Segment Start: Data to process

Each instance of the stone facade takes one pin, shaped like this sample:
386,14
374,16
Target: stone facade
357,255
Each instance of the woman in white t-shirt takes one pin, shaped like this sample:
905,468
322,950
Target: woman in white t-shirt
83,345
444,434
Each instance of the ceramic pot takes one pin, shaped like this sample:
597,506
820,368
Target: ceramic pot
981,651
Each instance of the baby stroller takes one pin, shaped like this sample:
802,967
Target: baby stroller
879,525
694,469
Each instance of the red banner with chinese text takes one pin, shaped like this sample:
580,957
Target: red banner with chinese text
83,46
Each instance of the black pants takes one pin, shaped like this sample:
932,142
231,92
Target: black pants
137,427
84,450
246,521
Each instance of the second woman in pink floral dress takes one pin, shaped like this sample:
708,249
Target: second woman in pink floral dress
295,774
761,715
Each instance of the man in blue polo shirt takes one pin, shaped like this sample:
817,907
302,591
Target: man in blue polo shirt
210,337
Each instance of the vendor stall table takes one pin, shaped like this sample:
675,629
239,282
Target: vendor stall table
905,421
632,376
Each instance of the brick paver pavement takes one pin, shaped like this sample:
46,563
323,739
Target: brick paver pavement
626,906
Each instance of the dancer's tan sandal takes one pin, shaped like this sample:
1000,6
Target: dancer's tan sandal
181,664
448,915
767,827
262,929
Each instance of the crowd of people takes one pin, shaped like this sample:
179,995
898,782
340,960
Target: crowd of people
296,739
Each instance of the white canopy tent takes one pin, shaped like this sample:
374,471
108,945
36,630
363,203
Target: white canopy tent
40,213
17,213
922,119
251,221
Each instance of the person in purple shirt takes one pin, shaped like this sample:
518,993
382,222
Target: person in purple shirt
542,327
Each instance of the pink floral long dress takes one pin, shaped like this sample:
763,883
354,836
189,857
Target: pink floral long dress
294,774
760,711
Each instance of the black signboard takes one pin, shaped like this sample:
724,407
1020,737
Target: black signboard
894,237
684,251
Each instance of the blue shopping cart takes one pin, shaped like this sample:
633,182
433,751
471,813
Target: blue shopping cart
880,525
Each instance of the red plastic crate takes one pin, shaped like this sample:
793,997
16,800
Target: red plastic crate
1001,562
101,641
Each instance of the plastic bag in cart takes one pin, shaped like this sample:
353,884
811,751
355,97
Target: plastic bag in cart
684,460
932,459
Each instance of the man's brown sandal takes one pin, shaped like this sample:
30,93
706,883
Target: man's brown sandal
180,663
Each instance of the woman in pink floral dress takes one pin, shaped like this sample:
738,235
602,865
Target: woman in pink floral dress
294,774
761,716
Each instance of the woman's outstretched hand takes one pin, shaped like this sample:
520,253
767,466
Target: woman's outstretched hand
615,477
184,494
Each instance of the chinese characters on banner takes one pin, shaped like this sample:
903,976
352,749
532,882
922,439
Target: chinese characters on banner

Segment End: Data to process

Report every line in the data that holds "characters", copying each one.

### Output for this exercise
Each instance of the chinese characters on banner takes one pin, shaped like this sample:
Target: chinese characters on banner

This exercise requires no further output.